_Task to complete_: Pull out every line of the rows below word for word, leaving out the pictures.

BEGIN Extracted information

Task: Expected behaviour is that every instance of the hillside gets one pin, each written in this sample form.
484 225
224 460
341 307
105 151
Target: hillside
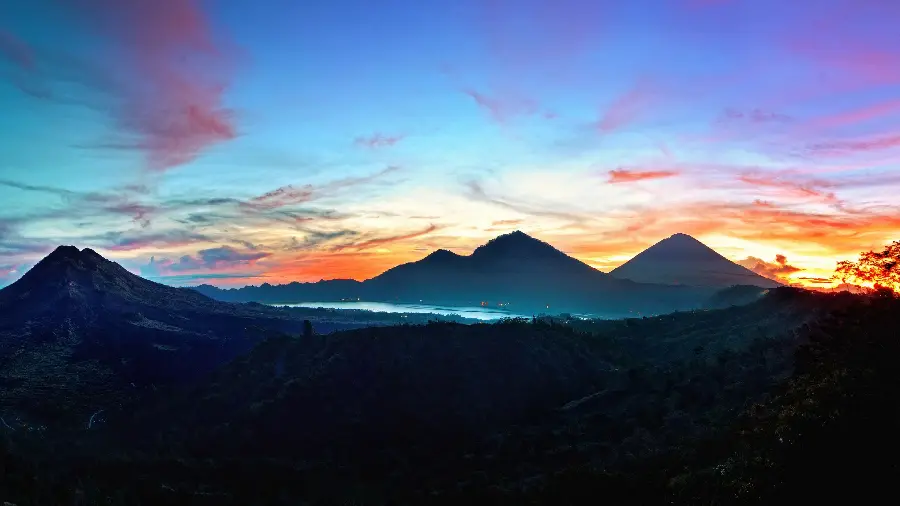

END Extracted information

_Response to the exercise_:
Task: Expected behaviour is that every instance of the hillside gets one pin, each written in this sample form.
484 225
224 460
341 307
105 151
Target: hillside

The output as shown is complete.